**Activity:**
Emit all the data exactly as provided.

BEGIN

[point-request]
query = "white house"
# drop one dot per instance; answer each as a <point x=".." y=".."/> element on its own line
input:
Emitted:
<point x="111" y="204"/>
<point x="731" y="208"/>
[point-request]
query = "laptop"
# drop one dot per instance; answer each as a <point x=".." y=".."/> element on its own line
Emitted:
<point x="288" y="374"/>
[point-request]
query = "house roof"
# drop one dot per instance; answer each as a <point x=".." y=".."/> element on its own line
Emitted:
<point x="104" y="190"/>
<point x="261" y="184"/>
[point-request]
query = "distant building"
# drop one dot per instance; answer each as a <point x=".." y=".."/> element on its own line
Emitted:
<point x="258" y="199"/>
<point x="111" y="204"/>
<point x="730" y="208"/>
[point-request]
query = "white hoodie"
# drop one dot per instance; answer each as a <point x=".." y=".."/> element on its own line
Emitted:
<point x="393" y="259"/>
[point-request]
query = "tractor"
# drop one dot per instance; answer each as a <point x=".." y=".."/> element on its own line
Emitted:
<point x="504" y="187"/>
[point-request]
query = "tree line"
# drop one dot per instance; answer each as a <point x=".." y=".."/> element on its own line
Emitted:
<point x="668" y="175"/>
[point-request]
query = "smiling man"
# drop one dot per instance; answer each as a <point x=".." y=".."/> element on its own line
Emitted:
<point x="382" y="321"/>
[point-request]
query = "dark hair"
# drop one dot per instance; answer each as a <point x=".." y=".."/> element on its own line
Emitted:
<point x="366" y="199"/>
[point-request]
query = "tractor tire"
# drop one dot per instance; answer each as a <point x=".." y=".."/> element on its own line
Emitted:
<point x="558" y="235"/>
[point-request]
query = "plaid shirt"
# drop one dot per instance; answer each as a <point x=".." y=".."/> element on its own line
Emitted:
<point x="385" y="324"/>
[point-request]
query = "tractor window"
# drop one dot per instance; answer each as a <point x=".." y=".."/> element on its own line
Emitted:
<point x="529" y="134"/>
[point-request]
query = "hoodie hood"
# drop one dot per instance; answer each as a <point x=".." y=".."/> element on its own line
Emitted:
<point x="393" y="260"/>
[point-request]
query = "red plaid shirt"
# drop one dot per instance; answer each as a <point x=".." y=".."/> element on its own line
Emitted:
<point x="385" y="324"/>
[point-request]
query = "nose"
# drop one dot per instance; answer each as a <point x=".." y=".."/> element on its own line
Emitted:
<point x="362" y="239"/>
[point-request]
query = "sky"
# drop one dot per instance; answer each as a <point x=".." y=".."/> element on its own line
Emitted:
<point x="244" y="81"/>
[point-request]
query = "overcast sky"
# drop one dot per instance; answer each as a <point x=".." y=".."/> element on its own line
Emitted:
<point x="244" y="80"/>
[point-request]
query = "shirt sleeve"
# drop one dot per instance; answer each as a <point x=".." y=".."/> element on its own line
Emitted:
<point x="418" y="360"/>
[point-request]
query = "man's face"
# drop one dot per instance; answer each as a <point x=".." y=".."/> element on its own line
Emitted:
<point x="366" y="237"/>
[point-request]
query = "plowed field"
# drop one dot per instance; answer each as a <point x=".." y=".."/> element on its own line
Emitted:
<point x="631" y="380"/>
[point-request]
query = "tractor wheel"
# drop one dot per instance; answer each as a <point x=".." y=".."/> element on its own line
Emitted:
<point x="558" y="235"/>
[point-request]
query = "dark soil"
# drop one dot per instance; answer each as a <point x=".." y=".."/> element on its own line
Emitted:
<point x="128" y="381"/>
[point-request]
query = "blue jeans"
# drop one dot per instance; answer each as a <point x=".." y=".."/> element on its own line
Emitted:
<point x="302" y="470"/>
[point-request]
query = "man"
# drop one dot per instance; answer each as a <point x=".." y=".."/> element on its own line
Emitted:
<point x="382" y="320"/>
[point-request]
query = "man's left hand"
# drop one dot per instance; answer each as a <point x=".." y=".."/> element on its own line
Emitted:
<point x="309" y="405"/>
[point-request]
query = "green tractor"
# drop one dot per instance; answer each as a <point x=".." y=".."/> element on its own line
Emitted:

END

**Response box:**
[point-request]
query = "white house"
# drop one dot per instance; answer each as a <point x=".." y=".."/> element on its own line
input:
Emitted:
<point x="111" y="204"/>
<point x="731" y="208"/>
[point-request]
query = "laptop"
# drop one dot per instance; answer each as a <point x=".." y=".."/> element on its own line
Emitted:
<point x="288" y="374"/>
[point-request]
query = "house roof"
# drop one dot per instance; answer each as a <point x=".." y=".."/> element on its own line
Emitted:
<point x="104" y="190"/>
<point x="261" y="184"/>
[point-request]
query = "distant building"
# drop one dot per instance; answer each as a <point x=".." y=".."/> element on its own line
Emitted:
<point x="258" y="199"/>
<point x="111" y="204"/>
<point x="730" y="208"/>
[point-request]
query = "white hoodie"
# drop one dot per instance; answer each as a <point x=".." y=".."/> element on its own line
Emitted:
<point x="393" y="259"/>
[point-request]
query = "tractor"
# drop one dot per instance; answer each as a <point x=".." y=".."/> element on its own line
Emitted:
<point x="504" y="187"/>
[point-request]
query = "tree line"
# drop one dot per instance; answer each as a <point x=".." y=".."/> element on its own line
Emitted:
<point x="668" y="175"/>
[point-request]
query = "smiling man"
# drop one dot per instance; answer each as a <point x=".." y=".."/> element on its own line
Emitted:
<point x="382" y="321"/>
[point-request]
query = "dark hair"
# drop one dot per instance; answer each as a <point x=".." y=".."/> element on its own line
Emitted:
<point x="366" y="199"/>
[point-request]
query = "tractor tire"
# drop one dot per instance; answer each as a <point x=".." y=".."/> element on its own line
Emitted:
<point x="558" y="235"/>
[point-request]
query = "plaid shirt"
# drop one dot per instance; answer each as a <point x=".." y=".."/> element on its own line
Emitted:
<point x="385" y="324"/>
[point-request]
query = "tractor window"
# drop one dot per instance; answer each as a <point x=".." y=".."/> element on its own line
Emitted:
<point x="529" y="134"/>
[point-request]
query = "hoodie hood"
# drop one dot per instance; answer each as a <point x=".." y=".."/> element on its own line
Emitted:
<point x="393" y="260"/>
[point-request]
query = "red plaid shirt"
# drop one dot per instance; answer each as a <point x=".." y=".."/> element on its own line
Emitted:
<point x="385" y="324"/>
[point-request]
query = "nose"
# drop one dot per instance; answer each as a <point x=".." y=".."/> element on its own line
Emitted:
<point x="362" y="239"/>
[point-request]
query = "sky"
# drop one dot per instance; answer each as a <point x=".." y=".."/> element on its own line
Emitted:
<point x="244" y="81"/>
[point-request]
query = "overcast sky"
# drop one dot per instance; answer each as a <point x=".." y=".."/> element on its own line
Emitted:
<point x="244" y="80"/>
[point-request]
query = "shirt sleeve"
# drop one dot per instance; answer each as a <point x=".." y=".."/> element on its own line
Emitted:
<point x="418" y="360"/>
[point-request]
query = "man's face"
# drop one dot per instance; answer each as a <point x=".." y=".."/> element on its own line
Emitted:
<point x="366" y="237"/>
[point-request]
query = "plowed field"
# drop one dot per instance; answer each as a <point x=".." y=".."/> element on its own line
Emitted:
<point x="631" y="380"/>
[point-request]
query = "tractor wheel"
# drop one dot per instance; answer each as a <point x=".." y=".."/> element on its own line
Emitted:
<point x="558" y="235"/>
[point-request]
query = "dark soil"
# drop one dot per instance; answer each as a <point x=".." y=".."/> element on its own line
Emitted:
<point x="128" y="381"/>
[point-request]
query = "blue jeans"
# drop one dot per instance; answer each as a <point x=".." y=".."/> element on its own line
Emitted:
<point x="302" y="470"/>
[point-request]
query = "man"
# drop one dot per instance; answer each as a <point x=".." y=".."/> element on its own line
Emitted:
<point x="382" y="320"/>
[point-request]
query = "man's left hand"
# drop one dot per instance; answer each as a <point x=".." y=".."/> element on its own line
Emitted:
<point x="309" y="405"/>
[point-request]
query = "green tractor"
# drop one dot per instance; answer each as a <point x=".." y=".."/> element on its own line
Emitted:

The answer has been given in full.